■ **Testo in esame**:
——
Non vi è altro Re, che Gesù Cristo. Questi è quello, che io adoro; e ancorché mi faceste soffrire mille morti, non cesserei mai di adorarlo. Tutti i tormenti non potranno mai togliermi Gesù Cristo dalla bocca, Gesù Cristo dal cuore”

GENESIO MARTIRE.

Secolo III.

[Raccolta di vite dei Santi – vol. VIII – Venezia 1778]

Gli Atti sinceri della mirabile conversione, e del martirio di S. Genesio si riportano nella Raccolta del Ruinart alla pag. 236. Dell’edizione di Verona.

1. La storia dei matririo di S. Genesio quantunque breve, è però assai edificante, e ci somministra un efficace motivo di ammirare sempre più e lodare l’infinita bontà di Dio, il quale alle volte si degna far uso della sua onnipotenza, con dispensare la sua grazia in una maniera insolita, e fuori delle regole ordinarie della sua provvidenza, come appunto avvenne nella conversione, e nel martirio di San Genesio, che si crede accaduto in Roma nel principio dell’Impero di Diocleziano verso l’anno 285. e si rileva da autentici monumenti nella seguente maniera

2. Era San Genesio un capo commediante, e così nemico dei Cristiani, che non poteva udirne neppure il nome senza accendersi di sdegno, e fremere di furore. Insultava tutti quelli, che vedeva mantenersi costanti, e fedeli a Gesù Cristo in mezzo ai tormenti; e non aveva potuto tollerare nemmeno i medesimi suoi parenti, che erano Cristiani. Per eccesso finalmente dell’odio suo contro la Religione cristiana, aveva procurato di prendere per mezzo forfè di qualche apostata, un’esatta informazione dei riti e delle sacre cerimonie, che la Chiesa praticava nel conferire il Battesimo, a quest’unico oggetto di profanare con le sue sacrileghe buffonerie quanto v’è di più santo nella cristiana Religione. Volle indi farne materia di divertimento all’Imperatore Diocleziano, e al popolo Romano, e beffeggiando in pubblico teatro gli augusti misteri del Cristianesimo».
——
■ **Materiale di studio**:

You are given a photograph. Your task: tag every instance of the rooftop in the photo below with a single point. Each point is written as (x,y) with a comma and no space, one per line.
——
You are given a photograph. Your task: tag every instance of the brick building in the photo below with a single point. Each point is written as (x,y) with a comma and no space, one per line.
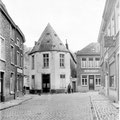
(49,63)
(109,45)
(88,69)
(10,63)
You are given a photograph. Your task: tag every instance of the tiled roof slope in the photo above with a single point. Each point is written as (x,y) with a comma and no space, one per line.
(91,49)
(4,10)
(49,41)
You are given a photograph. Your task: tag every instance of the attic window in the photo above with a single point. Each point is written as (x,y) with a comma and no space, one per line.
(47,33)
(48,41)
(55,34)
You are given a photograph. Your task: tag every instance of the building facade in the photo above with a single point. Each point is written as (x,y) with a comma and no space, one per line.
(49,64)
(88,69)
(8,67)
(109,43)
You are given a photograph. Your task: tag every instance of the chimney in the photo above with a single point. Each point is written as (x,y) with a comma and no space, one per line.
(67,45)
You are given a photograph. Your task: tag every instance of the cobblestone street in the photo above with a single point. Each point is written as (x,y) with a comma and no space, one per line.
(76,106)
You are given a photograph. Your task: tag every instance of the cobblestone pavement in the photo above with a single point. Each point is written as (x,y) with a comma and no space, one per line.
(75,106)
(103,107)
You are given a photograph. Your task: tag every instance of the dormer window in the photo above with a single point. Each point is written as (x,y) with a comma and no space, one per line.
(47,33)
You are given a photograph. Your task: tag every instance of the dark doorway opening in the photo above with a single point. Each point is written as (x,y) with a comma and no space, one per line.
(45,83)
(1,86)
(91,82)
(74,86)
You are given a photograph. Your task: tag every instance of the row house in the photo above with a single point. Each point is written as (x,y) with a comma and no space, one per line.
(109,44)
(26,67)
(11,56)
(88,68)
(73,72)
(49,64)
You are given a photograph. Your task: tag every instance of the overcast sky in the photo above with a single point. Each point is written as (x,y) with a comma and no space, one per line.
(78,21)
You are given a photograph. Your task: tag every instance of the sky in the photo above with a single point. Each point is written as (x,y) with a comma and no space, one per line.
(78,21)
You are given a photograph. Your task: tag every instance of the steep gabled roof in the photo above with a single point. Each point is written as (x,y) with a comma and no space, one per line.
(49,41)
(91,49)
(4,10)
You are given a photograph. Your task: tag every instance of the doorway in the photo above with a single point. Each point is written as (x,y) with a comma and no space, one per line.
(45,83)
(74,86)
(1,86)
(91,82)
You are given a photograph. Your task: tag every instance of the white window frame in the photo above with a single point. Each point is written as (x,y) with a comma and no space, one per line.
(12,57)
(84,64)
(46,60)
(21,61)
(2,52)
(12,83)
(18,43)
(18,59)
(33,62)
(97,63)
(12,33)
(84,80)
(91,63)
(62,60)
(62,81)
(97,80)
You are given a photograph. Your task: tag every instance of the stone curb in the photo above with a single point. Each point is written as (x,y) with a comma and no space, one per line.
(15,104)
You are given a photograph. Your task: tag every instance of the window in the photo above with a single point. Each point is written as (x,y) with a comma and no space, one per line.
——
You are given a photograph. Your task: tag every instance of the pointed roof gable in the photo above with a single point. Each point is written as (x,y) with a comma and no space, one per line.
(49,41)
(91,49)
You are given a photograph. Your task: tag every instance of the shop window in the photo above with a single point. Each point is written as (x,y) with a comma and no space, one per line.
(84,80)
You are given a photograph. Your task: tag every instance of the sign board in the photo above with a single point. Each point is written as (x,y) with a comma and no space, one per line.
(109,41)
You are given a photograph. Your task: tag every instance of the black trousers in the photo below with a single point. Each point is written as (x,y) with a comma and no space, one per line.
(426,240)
——
■ **Istruzioni di lavoro**:
Quali parole del testo sul martirio di San Genesio vanno da "[Raccolta di vite" a "Dell’edizione di Verona."? Trascrivile senza alcuna modifica.

■ **La risposta**:
[Raccolta di vite dei Santi – vol. VIII – Venezia 1778]

Gli Atti sinceri della mirabile conversione, e del martirio di S. Genesio si riportano nella Raccolta del Ruinart alla pag. 236. Dell’edizione di Verona.